TEXT SHOWN:
+ + +

The soldering portion 1b may be fastened and electrically connected to the circuit board 2 by using a surface mount technology (SMT), a hotbar soldering (Hotbar) technology, or another manner. It may be understood that, FIG. 19 uses a structure of the flexible printed circuit 1 shown in FIG. 9 as an example. The flexible printed circuit 1 of the circuit board assembly 10 in this embodiment may alternatively use a structure of another flexible printed circuit in which both surface layers of the soldering portion 1b include soldering structures in the foregoing embodiments, for example, a structure shown in FIG. 5, FIG. 8, FIG. 11, or FIG. 12.

When the soldering portion 1b of the flexible printed circuit 1 is fastened to the circuit board 2 through hot pressing soldering, solder paste and solder flux may be pre-disposed on the pads (namely, the first pad 1111 and the second pad 1121) of the soldering portion 1b and the pad 21 of the circuit board 2. Then, soldering is implemented between the pads by heating by using a pulse heat head, to implement electrical conduction between the flexible printed circuit 1 and the circuit board 2. When the soldering portion 1b of the flexible printed circuit 1 is fastened to the circuit board 2 by using the surface mount technology, the flexible printed circuit 1 may be soldered to the circuit board 2 as a component, or the circuit board 2 may be soldered to the flexible printed circuit 1 as a component, to implement electrical conduction between the flexible printed circuit 1 and the circuit board 2.

In this embodiment, because the pads (namely, the first pad 1111 and the second pad 1121) of the soldering portion 1b of the flexible printed circuit 1 are structures protruding from a surface, solder paste collapse and a short circuit can be avoided in a soldering process, and a soldering joint is ensured to have a specific height. This improves soldering quality and reliability.

Refer to FIG. 20 and FIG. 21. FIG. 20 is a schematic diagram of a structure, in some other embodiments, of a circuit board assembly 10 according to an embodiment of this application. FIG. 21 is a schematic diagram of a partial structure of the circuit board assembly 10 shown in FIG. 20.

In some embodiments, the circuit board assembly 10 includes a circuit board 2 and a flexible printed circuit 1. A soldering portion 1b of the flexible printed circuit 1 is soldered to the circuit board 2, and a bending portion 1a may change a shape based on an installation environment. The circuit board 2 may be a printed circuit board or a flexible printed circuit. A plurality of pads 21 are disposed on the circuit board 2. The plurality of pads 21 of the circuit board 2 correspond to a structure of a pad 1511 of the soldering portion 1b of the flexible printed circuit 1.

+ + +

RECORD SET:
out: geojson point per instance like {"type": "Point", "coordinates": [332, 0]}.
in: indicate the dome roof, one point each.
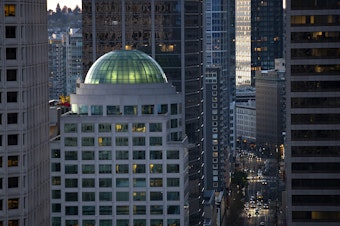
{"type": "Point", "coordinates": [125, 67]}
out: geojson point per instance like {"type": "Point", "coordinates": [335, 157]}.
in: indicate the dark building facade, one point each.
{"type": "Point", "coordinates": [270, 107]}
{"type": "Point", "coordinates": [313, 106]}
{"type": "Point", "coordinates": [171, 33]}
{"type": "Point", "coordinates": [266, 34]}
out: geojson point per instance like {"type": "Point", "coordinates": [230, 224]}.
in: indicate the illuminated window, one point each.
{"type": "Point", "coordinates": [9, 10]}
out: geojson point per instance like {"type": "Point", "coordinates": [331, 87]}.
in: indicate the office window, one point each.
{"type": "Point", "coordinates": [130, 110]}
{"type": "Point", "coordinates": [56, 181]}
{"type": "Point", "coordinates": [87, 127]}
{"type": "Point", "coordinates": [113, 110]}
{"type": "Point", "coordinates": [13, 182]}
{"type": "Point", "coordinates": [147, 109]}
{"type": "Point", "coordinates": [71, 196]}
{"type": "Point", "coordinates": [13, 161]}
{"type": "Point", "coordinates": [71, 183]}
{"type": "Point", "coordinates": [155, 127]}
{"type": "Point", "coordinates": [156, 141]}
{"type": "Point", "coordinates": [11, 53]}
{"type": "Point", "coordinates": [122, 210]}
{"type": "Point", "coordinates": [88, 182]}
{"type": "Point", "coordinates": [56, 194]}
{"type": "Point", "coordinates": [96, 110]}
{"type": "Point", "coordinates": [122, 141]}
{"type": "Point", "coordinates": [87, 155]}
{"type": "Point", "coordinates": [71, 169]}
{"type": "Point", "coordinates": [105, 210]}
{"type": "Point", "coordinates": [88, 196]}
{"type": "Point", "coordinates": [105, 182]}
{"type": "Point", "coordinates": [122, 127]}
{"type": "Point", "coordinates": [138, 155]}
{"type": "Point", "coordinates": [156, 155]}
{"type": "Point", "coordinates": [156, 196]}
{"type": "Point", "coordinates": [13, 203]}
{"type": "Point", "coordinates": [138, 127]}
{"type": "Point", "coordinates": [139, 182]}
{"type": "Point", "coordinates": [156, 168]}
{"type": "Point", "coordinates": [172, 168]}
{"type": "Point", "coordinates": [87, 141]}
{"type": "Point", "coordinates": [56, 207]}
{"type": "Point", "coordinates": [88, 169]}
{"type": "Point", "coordinates": [104, 127]}
{"type": "Point", "coordinates": [138, 168]}
{"type": "Point", "coordinates": [12, 97]}
{"type": "Point", "coordinates": [122, 182]}
{"type": "Point", "coordinates": [9, 10]}
{"type": "Point", "coordinates": [71, 141]}
{"type": "Point", "coordinates": [105, 196]}
{"type": "Point", "coordinates": [71, 155]}
{"type": "Point", "coordinates": [12, 139]}
{"type": "Point", "coordinates": [11, 31]}
{"type": "Point", "coordinates": [172, 154]}
{"type": "Point", "coordinates": [122, 155]}
{"type": "Point", "coordinates": [122, 168]}
{"type": "Point", "coordinates": [11, 75]}
{"type": "Point", "coordinates": [138, 141]}
{"type": "Point", "coordinates": [70, 128]}
{"type": "Point", "coordinates": [173, 182]}
{"type": "Point", "coordinates": [104, 141]}
{"type": "Point", "coordinates": [105, 168]}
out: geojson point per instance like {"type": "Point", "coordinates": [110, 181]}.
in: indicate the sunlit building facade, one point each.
{"type": "Point", "coordinates": [313, 106]}
{"type": "Point", "coordinates": [171, 32]}
{"type": "Point", "coordinates": [121, 157]}
{"type": "Point", "coordinates": [24, 155]}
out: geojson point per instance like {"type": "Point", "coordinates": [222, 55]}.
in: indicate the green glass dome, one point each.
{"type": "Point", "coordinates": [125, 67]}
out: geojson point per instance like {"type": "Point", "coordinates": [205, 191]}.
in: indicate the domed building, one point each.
{"type": "Point", "coordinates": [122, 151]}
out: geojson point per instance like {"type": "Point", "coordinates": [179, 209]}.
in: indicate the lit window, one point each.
{"type": "Point", "coordinates": [9, 10]}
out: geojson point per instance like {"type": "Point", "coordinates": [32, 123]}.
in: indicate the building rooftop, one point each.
{"type": "Point", "coordinates": [125, 67]}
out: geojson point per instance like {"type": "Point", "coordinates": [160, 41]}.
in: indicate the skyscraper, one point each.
{"type": "Point", "coordinates": [24, 156]}
{"type": "Point", "coordinates": [121, 158]}
{"type": "Point", "coordinates": [313, 106]}
{"type": "Point", "coordinates": [171, 32]}
{"type": "Point", "coordinates": [259, 37]}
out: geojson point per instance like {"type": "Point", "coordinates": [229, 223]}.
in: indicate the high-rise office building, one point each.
{"type": "Point", "coordinates": [171, 32]}
{"type": "Point", "coordinates": [121, 158]}
{"type": "Point", "coordinates": [259, 37]}
{"type": "Point", "coordinates": [219, 90]}
{"type": "Point", "coordinates": [313, 106]}
{"type": "Point", "coordinates": [24, 136]}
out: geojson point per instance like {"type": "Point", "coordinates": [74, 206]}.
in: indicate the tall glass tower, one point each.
{"type": "Point", "coordinates": [171, 32]}
{"type": "Point", "coordinates": [24, 135]}
{"type": "Point", "coordinates": [313, 107]}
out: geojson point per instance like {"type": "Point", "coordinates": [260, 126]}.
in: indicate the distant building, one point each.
{"type": "Point", "coordinates": [313, 113]}
{"type": "Point", "coordinates": [57, 65]}
{"type": "Point", "coordinates": [270, 105]}
{"type": "Point", "coordinates": [24, 136]}
{"type": "Point", "coordinates": [121, 157]}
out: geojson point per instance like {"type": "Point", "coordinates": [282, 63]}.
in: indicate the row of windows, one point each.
{"type": "Point", "coordinates": [120, 182]}
{"type": "Point", "coordinates": [118, 127]}
{"type": "Point", "coordinates": [107, 141]}
{"type": "Point", "coordinates": [119, 155]}
{"type": "Point", "coordinates": [120, 196]}
{"type": "Point", "coordinates": [120, 210]}
{"type": "Point", "coordinates": [315, 151]}
{"type": "Point", "coordinates": [56, 221]}
{"type": "Point", "coordinates": [126, 110]}
{"type": "Point", "coordinates": [119, 168]}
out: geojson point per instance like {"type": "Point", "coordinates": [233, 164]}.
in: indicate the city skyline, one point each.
{"type": "Point", "coordinates": [52, 4]}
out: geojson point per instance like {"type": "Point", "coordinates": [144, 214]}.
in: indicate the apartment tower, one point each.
{"type": "Point", "coordinates": [24, 155]}
{"type": "Point", "coordinates": [313, 112]}
{"type": "Point", "coordinates": [171, 33]}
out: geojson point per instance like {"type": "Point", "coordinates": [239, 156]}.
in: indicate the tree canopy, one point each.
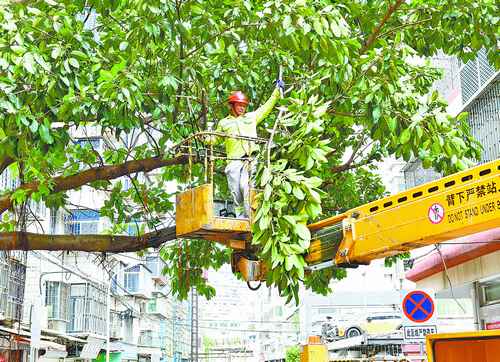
{"type": "Point", "coordinates": [146, 74]}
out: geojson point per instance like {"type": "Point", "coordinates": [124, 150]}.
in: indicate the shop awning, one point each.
{"type": "Point", "coordinates": [456, 252]}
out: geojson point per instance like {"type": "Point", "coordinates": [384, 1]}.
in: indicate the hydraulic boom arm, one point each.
{"type": "Point", "coordinates": [461, 204]}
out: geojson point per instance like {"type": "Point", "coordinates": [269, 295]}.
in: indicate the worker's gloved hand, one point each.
{"type": "Point", "coordinates": [280, 84]}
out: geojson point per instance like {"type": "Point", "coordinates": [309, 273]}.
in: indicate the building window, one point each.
{"type": "Point", "coordinates": [475, 74]}
{"type": "Point", "coordinates": [56, 299]}
{"type": "Point", "coordinates": [87, 309]}
{"type": "Point", "coordinates": [81, 222]}
{"type": "Point", "coordinates": [94, 143]}
{"type": "Point", "coordinates": [131, 279]}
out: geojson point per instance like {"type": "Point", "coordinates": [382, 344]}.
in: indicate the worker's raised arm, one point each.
{"type": "Point", "coordinates": [264, 110]}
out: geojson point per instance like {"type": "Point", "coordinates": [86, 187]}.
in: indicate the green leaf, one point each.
{"type": "Point", "coordinates": [392, 123]}
{"type": "Point", "coordinates": [28, 63]}
{"type": "Point", "coordinates": [303, 232]}
{"type": "Point", "coordinates": [405, 136]}
{"type": "Point", "coordinates": [44, 132]}
{"type": "Point", "coordinates": [74, 63]}
{"type": "Point", "coordinates": [298, 193]}
{"type": "Point", "coordinates": [376, 113]}
{"type": "Point", "coordinates": [231, 51]}
{"type": "Point", "coordinates": [123, 46]}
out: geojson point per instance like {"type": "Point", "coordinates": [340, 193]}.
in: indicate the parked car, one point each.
{"type": "Point", "coordinates": [373, 325]}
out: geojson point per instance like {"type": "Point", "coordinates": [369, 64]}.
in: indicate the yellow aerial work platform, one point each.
{"type": "Point", "coordinates": [195, 219]}
{"type": "Point", "coordinates": [195, 207]}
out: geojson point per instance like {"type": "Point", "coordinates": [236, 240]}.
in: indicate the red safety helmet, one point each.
{"type": "Point", "coordinates": [237, 97]}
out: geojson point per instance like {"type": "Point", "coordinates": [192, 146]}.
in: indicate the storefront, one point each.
{"type": "Point", "coordinates": [465, 275]}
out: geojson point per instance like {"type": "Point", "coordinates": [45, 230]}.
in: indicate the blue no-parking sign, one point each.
{"type": "Point", "coordinates": [418, 306]}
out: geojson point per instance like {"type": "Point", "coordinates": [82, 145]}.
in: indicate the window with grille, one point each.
{"type": "Point", "coordinates": [93, 142]}
{"type": "Point", "coordinates": [81, 222]}
{"type": "Point", "coordinates": [474, 75]}
{"type": "Point", "coordinates": [155, 264]}
{"type": "Point", "coordinates": [131, 279]}
{"type": "Point", "coordinates": [57, 299]}
{"type": "Point", "coordinates": [87, 309]}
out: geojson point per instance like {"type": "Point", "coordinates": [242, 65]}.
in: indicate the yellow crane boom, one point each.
{"type": "Point", "coordinates": [458, 205]}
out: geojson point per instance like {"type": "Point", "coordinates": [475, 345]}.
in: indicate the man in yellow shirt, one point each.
{"type": "Point", "coordinates": [239, 169]}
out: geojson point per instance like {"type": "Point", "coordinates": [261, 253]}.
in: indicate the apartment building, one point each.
{"type": "Point", "coordinates": [467, 289]}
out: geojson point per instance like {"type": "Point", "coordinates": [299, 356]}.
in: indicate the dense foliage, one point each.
{"type": "Point", "coordinates": [146, 74]}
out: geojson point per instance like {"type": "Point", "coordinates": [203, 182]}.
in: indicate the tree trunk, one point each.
{"type": "Point", "coordinates": [110, 172]}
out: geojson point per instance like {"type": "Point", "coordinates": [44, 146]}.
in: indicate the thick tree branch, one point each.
{"type": "Point", "coordinates": [6, 162]}
{"type": "Point", "coordinates": [90, 243]}
{"type": "Point", "coordinates": [375, 33]}
{"type": "Point", "coordinates": [110, 172]}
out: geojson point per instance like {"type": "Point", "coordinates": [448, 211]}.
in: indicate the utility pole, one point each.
{"type": "Point", "coordinates": [194, 326]}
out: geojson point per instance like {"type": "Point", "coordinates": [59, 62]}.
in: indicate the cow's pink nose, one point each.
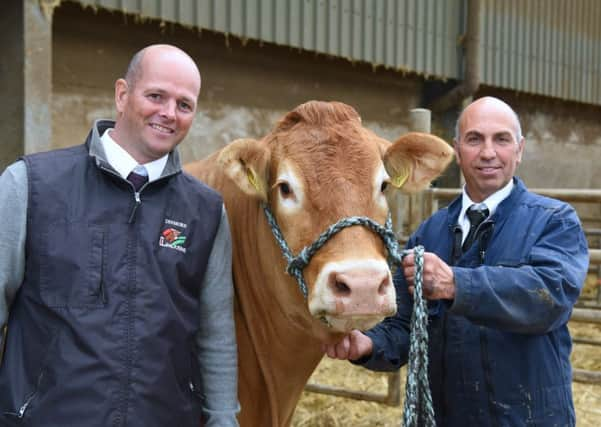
{"type": "Point", "coordinates": [360, 283]}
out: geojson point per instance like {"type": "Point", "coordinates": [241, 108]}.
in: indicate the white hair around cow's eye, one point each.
{"type": "Point", "coordinates": [381, 185]}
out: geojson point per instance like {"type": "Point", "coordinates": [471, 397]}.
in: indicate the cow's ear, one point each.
{"type": "Point", "coordinates": [415, 160]}
{"type": "Point", "coordinates": [246, 162]}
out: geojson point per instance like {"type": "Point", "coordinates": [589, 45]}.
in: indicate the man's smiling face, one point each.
{"type": "Point", "coordinates": [489, 147]}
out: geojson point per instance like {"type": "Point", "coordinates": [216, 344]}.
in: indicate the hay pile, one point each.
{"type": "Point", "coordinates": [319, 410]}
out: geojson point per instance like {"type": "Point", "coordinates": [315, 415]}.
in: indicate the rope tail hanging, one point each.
{"type": "Point", "coordinates": [418, 410]}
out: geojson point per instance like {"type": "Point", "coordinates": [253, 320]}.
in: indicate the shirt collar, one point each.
{"type": "Point", "coordinates": [124, 163]}
{"type": "Point", "coordinates": [491, 203]}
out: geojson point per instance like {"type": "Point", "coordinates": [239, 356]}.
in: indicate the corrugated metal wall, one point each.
{"type": "Point", "coordinates": [545, 47]}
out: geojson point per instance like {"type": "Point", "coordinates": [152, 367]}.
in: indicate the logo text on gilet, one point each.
{"type": "Point", "coordinates": [173, 238]}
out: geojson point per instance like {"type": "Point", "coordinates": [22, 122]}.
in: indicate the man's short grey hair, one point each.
{"type": "Point", "coordinates": [134, 69]}
{"type": "Point", "coordinates": [517, 120]}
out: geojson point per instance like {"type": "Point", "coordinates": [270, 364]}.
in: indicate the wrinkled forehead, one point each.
{"type": "Point", "coordinates": [323, 155]}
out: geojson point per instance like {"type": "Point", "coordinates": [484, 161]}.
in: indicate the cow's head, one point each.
{"type": "Point", "coordinates": [320, 165]}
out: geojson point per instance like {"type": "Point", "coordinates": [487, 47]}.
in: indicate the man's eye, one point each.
{"type": "Point", "coordinates": [185, 106]}
{"type": "Point", "coordinates": [285, 189]}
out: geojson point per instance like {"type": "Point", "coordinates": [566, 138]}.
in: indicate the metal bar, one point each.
{"type": "Point", "coordinates": [351, 394]}
{"type": "Point", "coordinates": [587, 341]}
{"type": "Point", "coordinates": [586, 315]}
{"type": "Point", "coordinates": [595, 256]}
{"type": "Point", "coordinates": [574, 195]}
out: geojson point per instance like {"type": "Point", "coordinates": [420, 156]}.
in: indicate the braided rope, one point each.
{"type": "Point", "coordinates": [418, 409]}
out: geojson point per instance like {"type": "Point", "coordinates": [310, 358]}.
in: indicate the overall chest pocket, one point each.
{"type": "Point", "coordinates": [72, 265]}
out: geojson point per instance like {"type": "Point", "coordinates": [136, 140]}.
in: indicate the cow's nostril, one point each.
{"type": "Point", "coordinates": [341, 288]}
{"type": "Point", "coordinates": [383, 288]}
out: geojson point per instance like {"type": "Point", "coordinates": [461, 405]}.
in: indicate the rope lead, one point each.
{"type": "Point", "coordinates": [418, 410]}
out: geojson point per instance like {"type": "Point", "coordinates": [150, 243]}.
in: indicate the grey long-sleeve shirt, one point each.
{"type": "Point", "coordinates": [215, 338]}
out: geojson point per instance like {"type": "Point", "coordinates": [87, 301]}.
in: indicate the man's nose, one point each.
{"type": "Point", "coordinates": [168, 110]}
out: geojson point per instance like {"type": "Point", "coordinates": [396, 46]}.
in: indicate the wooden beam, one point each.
{"type": "Point", "coordinates": [25, 80]}
{"type": "Point", "coordinates": [586, 315]}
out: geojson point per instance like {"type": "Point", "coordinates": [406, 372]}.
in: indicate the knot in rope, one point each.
{"type": "Point", "coordinates": [418, 410]}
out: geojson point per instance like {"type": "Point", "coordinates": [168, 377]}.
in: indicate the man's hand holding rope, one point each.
{"type": "Point", "coordinates": [438, 278]}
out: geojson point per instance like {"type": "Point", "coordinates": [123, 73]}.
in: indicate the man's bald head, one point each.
{"type": "Point", "coordinates": [135, 68]}
{"type": "Point", "coordinates": [492, 103]}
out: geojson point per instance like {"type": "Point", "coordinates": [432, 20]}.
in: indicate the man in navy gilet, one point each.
{"type": "Point", "coordinates": [502, 272]}
{"type": "Point", "coordinates": [115, 271]}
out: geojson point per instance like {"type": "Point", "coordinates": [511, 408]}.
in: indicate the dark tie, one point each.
{"type": "Point", "coordinates": [138, 177]}
{"type": "Point", "coordinates": [476, 214]}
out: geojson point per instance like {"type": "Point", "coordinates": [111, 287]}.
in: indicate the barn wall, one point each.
{"type": "Point", "coordinates": [247, 87]}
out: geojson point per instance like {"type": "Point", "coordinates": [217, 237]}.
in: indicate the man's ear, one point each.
{"type": "Point", "coordinates": [415, 160]}
{"type": "Point", "coordinates": [246, 162]}
{"type": "Point", "coordinates": [121, 92]}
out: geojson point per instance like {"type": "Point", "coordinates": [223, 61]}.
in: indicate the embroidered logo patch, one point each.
{"type": "Point", "coordinates": [172, 238]}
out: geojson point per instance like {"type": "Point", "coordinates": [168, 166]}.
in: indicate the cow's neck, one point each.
{"type": "Point", "coordinates": [279, 340]}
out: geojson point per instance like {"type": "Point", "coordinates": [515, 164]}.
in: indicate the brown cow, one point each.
{"type": "Point", "coordinates": [317, 166]}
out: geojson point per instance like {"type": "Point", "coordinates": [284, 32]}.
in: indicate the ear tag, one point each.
{"type": "Point", "coordinates": [252, 178]}
{"type": "Point", "coordinates": [399, 180]}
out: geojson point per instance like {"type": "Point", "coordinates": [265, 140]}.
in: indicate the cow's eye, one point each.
{"type": "Point", "coordinates": [285, 190]}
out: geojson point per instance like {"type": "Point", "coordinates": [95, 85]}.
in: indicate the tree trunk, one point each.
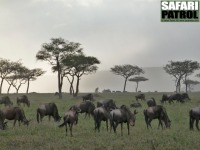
{"type": "Point", "coordinates": [77, 86]}
{"type": "Point", "coordinates": [27, 86]}
{"type": "Point", "coordinates": [125, 84]}
{"type": "Point", "coordinates": [1, 85]}
{"type": "Point", "coordinates": [9, 88]}
{"type": "Point", "coordinates": [136, 87]}
{"type": "Point", "coordinates": [178, 86]}
{"type": "Point", "coordinates": [59, 84]}
{"type": "Point", "coordinates": [186, 87]}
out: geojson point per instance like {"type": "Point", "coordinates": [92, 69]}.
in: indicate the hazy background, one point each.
{"type": "Point", "coordinates": [115, 31]}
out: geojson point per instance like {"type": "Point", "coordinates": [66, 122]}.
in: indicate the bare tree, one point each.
{"type": "Point", "coordinates": [137, 80]}
{"type": "Point", "coordinates": [80, 65]}
{"type": "Point", "coordinates": [126, 71]}
{"type": "Point", "coordinates": [54, 52]}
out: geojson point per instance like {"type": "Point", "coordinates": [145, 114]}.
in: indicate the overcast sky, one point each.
{"type": "Point", "coordinates": [115, 31]}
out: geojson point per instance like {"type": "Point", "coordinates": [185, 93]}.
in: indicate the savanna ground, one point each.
{"type": "Point", "coordinates": [47, 135]}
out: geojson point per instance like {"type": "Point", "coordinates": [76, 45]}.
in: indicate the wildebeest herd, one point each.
{"type": "Point", "coordinates": [106, 110]}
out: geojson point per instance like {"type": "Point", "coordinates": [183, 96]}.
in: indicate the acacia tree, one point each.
{"type": "Point", "coordinates": [19, 78]}
{"type": "Point", "coordinates": [126, 71]}
{"type": "Point", "coordinates": [54, 52]}
{"type": "Point", "coordinates": [80, 65]}
{"type": "Point", "coordinates": [31, 75]}
{"type": "Point", "coordinates": [137, 80]}
{"type": "Point", "coordinates": [13, 74]}
{"type": "Point", "coordinates": [181, 70]}
{"type": "Point", "coordinates": [5, 69]}
{"type": "Point", "coordinates": [190, 67]}
{"type": "Point", "coordinates": [190, 83]}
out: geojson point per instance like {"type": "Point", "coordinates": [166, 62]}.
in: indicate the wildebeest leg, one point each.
{"type": "Point", "coordinates": [197, 124]}
{"type": "Point", "coordinates": [66, 128]}
{"type": "Point", "coordinates": [121, 129]}
{"type": "Point", "coordinates": [146, 120]}
{"type": "Point", "coordinates": [191, 123]}
{"type": "Point", "coordinates": [107, 124]}
{"type": "Point", "coordinates": [99, 125]}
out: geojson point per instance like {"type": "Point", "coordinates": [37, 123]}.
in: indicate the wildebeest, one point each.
{"type": "Point", "coordinates": [6, 101]}
{"type": "Point", "coordinates": [23, 99]}
{"type": "Point", "coordinates": [122, 115]}
{"type": "Point", "coordinates": [2, 123]}
{"type": "Point", "coordinates": [107, 103]}
{"type": "Point", "coordinates": [86, 107]}
{"type": "Point", "coordinates": [140, 96]}
{"type": "Point", "coordinates": [101, 114]}
{"type": "Point", "coordinates": [70, 118]}
{"type": "Point", "coordinates": [177, 97]}
{"type": "Point", "coordinates": [136, 105]}
{"type": "Point", "coordinates": [16, 114]}
{"type": "Point", "coordinates": [151, 102]}
{"type": "Point", "coordinates": [48, 109]}
{"type": "Point", "coordinates": [157, 112]}
{"type": "Point", "coordinates": [194, 115]}
{"type": "Point", "coordinates": [87, 97]}
{"type": "Point", "coordinates": [165, 98]}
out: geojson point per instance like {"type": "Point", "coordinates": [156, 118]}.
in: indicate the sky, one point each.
{"type": "Point", "coordinates": [115, 31]}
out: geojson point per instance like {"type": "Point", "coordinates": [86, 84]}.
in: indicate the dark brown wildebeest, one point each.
{"type": "Point", "coordinates": [157, 112]}
{"type": "Point", "coordinates": [48, 109]}
{"type": "Point", "coordinates": [6, 101]}
{"type": "Point", "coordinates": [122, 115]}
{"type": "Point", "coordinates": [87, 97]}
{"type": "Point", "coordinates": [70, 118]}
{"type": "Point", "coordinates": [136, 105]}
{"type": "Point", "coordinates": [194, 115]}
{"type": "Point", "coordinates": [23, 99]}
{"type": "Point", "coordinates": [16, 114]}
{"type": "Point", "coordinates": [140, 96]}
{"type": "Point", "coordinates": [101, 114]}
{"type": "Point", "coordinates": [165, 98]}
{"type": "Point", "coordinates": [2, 123]}
{"type": "Point", "coordinates": [107, 103]}
{"type": "Point", "coordinates": [86, 107]}
{"type": "Point", "coordinates": [177, 97]}
{"type": "Point", "coordinates": [151, 102]}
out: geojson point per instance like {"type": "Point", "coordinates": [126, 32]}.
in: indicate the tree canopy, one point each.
{"type": "Point", "coordinates": [181, 70]}
{"type": "Point", "coordinates": [137, 80]}
{"type": "Point", "coordinates": [126, 71]}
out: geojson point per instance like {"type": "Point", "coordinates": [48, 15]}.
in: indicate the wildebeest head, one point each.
{"type": "Point", "coordinates": [165, 118]}
{"type": "Point", "coordinates": [75, 108]}
{"type": "Point", "coordinates": [130, 116]}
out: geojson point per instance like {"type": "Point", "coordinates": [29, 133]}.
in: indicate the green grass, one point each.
{"type": "Point", "coordinates": [47, 135]}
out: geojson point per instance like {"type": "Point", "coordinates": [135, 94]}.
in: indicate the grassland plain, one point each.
{"type": "Point", "coordinates": [47, 135]}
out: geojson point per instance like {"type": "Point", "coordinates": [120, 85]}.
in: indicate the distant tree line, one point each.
{"type": "Point", "coordinates": [69, 61]}
{"type": "Point", "coordinates": [16, 74]}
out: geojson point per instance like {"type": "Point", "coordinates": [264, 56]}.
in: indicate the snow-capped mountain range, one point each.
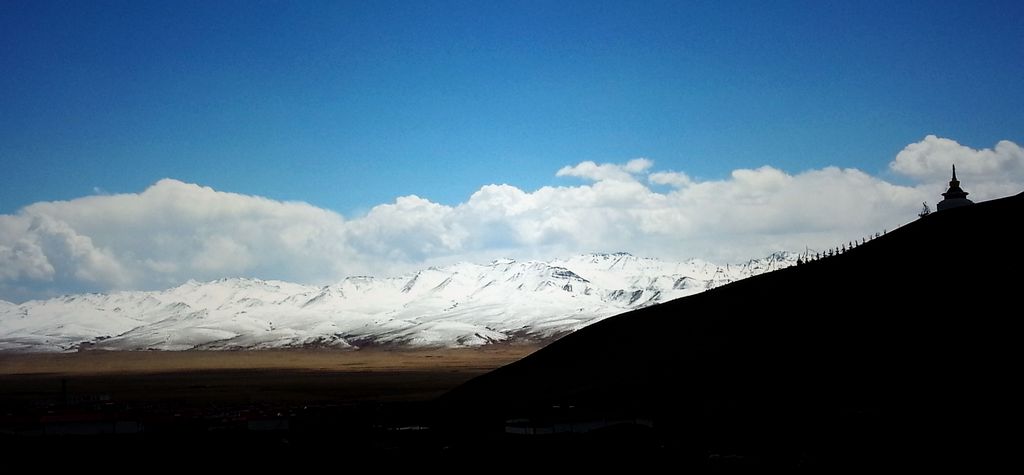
{"type": "Point", "coordinates": [458, 305]}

+ + +

WHAT TO DO:
**a)** In the text on flexible printed circuit soldering, what heats the pads during hot pressing soldering?
**b)** For each statement, say whether it agrees with the text on flexible printed circuit soldering. Answer yes or no, and quote the deciding words of the text. (i) The circuit board 2 may be either a printed circuit board or a flexible printed circuit. (ii) The pads of the soldering portion 1b are recessed below a surface. (iii) FIG. 21 shows the full structure of the circuit board assembly 10.
**c)** From the text on flexible printed circuit soldering, set down the passage that begins at the words "In some embodiments, the" and stops after "the flexible printed circuit 1.".

RESULTS OF THE EXERCISE:
**a)** A pulse heat head.

**b)**
(i) Yes: "The circuit board 2 may be a printed circuit board or a flexible printed circuit."
(ii) No: "are structures protruding from a surface"
(iii) No: "FIG. 21 is a schematic diagram of a partial structure of the circuit board assembly 10 shown in FIG. 20."

**c)**
In some embodiments, the circuit board assembly 10 includes a circuit board 2 and a flexible printed circuit 1. A soldering portion 1b of the flexible printed circuit 1 is soldered to the circuit board 2, and a bending portion 1a may change a shape based on an installation environment. The circuit board 2 may be a printed circuit board or a flexible printed circuit. A plurality of pads 21 are disposed on the circuit board 2. The plurality of pads 21 of the circuit board 2 correspond to a structure of a pad 1511 of the soldering portion 1b of the flexible printed circuit 1.